- [Exercise prompt] Go through the material and copy every line in which "negative" appears.

- [Record set]
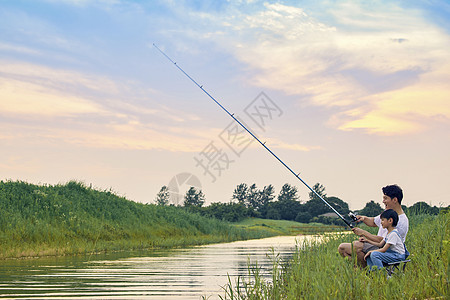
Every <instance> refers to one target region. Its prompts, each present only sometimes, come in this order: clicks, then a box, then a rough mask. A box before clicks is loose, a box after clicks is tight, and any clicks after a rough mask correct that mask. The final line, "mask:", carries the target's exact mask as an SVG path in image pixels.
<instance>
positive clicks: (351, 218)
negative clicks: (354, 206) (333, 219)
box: [348, 212, 358, 222]
mask: <svg viewBox="0 0 450 300" xmlns="http://www.w3.org/2000/svg"><path fill="white" fill-rule="evenodd" d="M348 216H349V217H350V219H352V221H353V222H358V218H356V215H355V214H354V213H353V212H349V213H348Z"/></svg>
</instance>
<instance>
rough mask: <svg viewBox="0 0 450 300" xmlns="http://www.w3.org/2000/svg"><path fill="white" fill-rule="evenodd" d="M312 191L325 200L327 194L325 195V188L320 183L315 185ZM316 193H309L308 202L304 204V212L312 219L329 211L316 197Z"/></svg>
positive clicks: (327, 208) (327, 206) (318, 197)
mask: <svg viewBox="0 0 450 300" xmlns="http://www.w3.org/2000/svg"><path fill="white" fill-rule="evenodd" d="M312 189H313V190H314V191H315V192H316V193H317V195H319V196H321V197H322V198H323V199H325V198H326V196H327V194H325V187H324V186H323V185H321V184H320V183H316V184H315V185H314V186H313V188H312ZM316 193H313V192H310V193H309V201H308V202H306V203H305V204H304V208H305V211H307V212H309V213H310V215H311V216H312V217H315V216H318V215H321V214H324V213H327V212H329V211H330V208H329V207H328V206H327V205H326V204H325V203H324V202H323V201H322V199H320V197H319V196H317V195H316Z"/></svg>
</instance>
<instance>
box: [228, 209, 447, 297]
mask: <svg viewBox="0 0 450 300" xmlns="http://www.w3.org/2000/svg"><path fill="white" fill-rule="evenodd" d="M409 219H410V231H409V233H408V236H407V246H408V249H409V251H410V252H411V256H410V259H411V262H410V263H408V265H407V266H406V270H405V272H396V273H395V274H394V276H392V277H391V278H388V277H387V276H386V272H384V271H378V272H368V270H367V269H360V268H358V267H355V261H351V260H347V259H343V258H342V257H340V255H339V254H338V253H337V247H338V245H339V244H340V243H342V242H351V241H352V240H353V239H354V238H355V236H353V235H348V234H341V235H324V239H325V240H324V241H323V242H303V243H302V244H300V245H297V250H296V252H295V254H294V256H293V258H292V260H290V261H288V262H280V261H279V260H274V263H275V267H274V268H273V270H272V277H271V279H267V278H263V277H262V276H261V272H260V269H259V267H258V266H257V265H254V266H250V267H249V275H248V277H246V278H239V279H238V281H237V283H234V284H233V283H232V281H231V280H230V282H229V283H228V285H226V286H225V287H224V295H223V296H221V298H222V299H431V298H438V299H450V290H449V273H450V266H449V258H450V257H449V256H450V251H449V250H450V244H449V240H450V238H449V235H450V231H449V225H450V213H447V214H441V215H439V216H424V215H413V216H410V218H409Z"/></svg>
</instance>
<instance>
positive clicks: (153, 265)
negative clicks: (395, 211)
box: [0, 236, 304, 299]
mask: <svg viewBox="0 0 450 300" xmlns="http://www.w3.org/2000/svg"><path fill="white" fill-rule="evenodd" d="M303 238H304V237H291V236H290V237H274V238H268V239H261V240H252V241H239V242H233V243H226V244H215V245H207V246H200V247H193V248H188V249H175V250H170V251H167V250H166V251H162V250H158V251H151V252H139V253H136V252H133V253H116V254H112V255H101V256H100V255H97V256H92V257H69V258H46V259H34V260H8V261H3V262H0V298H16V299H49V298H64V299H86V298H90V299H161V298H164V299H200V298H201V297H202V296H205V297H206V298H208V299H218V295H219V294H220V295H223V292H222V289H221V287H222V286H224V285H225V284H226V283H227V282H228V275H230V276H231V278H236V277H237V276H238V275H240V276H246V275H247V272H248V270H247V266H248V260H249V259H250V261H251V262H255V261H257V262H258V266H261V267H262V268H263V274H264V273H265V274H266V275H267V276H269V275H270V269H271V265H272V263H271V260H270V259H269V258H268V257H267V254H268V253H270V252H271V250H270V249H271V247H273V248H274V252H275V253H276V254H277V253H279V254H280V256H281V257H284V258H289V257H290V256H291V255H292V253H293V251H294V249H295V245H296V240H297V241H299V240H300V239H303ZM233 282H234V279H233Z"/></svg>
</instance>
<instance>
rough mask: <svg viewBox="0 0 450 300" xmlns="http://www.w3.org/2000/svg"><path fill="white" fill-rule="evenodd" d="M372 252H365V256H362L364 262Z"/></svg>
mask: <svg viewBox="0 0 450 300" xmlns="http://www.w3.org/2000/svg"><path fill="white" fill-rule="evenodd" d="M372 252H373V250H370V251H369V252H367V253H366V255H364V260H366V259H367V257H369V256H370V254H371V253H372Z"/></svg>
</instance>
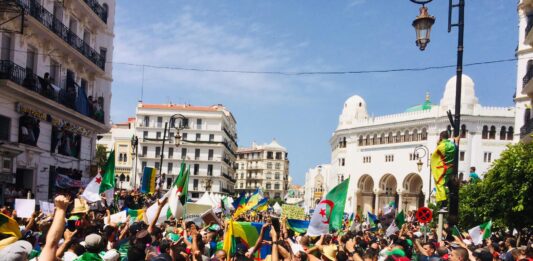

- [Written response]
negative clicks: (354, 206) (333, 219)
negative clicks: (395, 211)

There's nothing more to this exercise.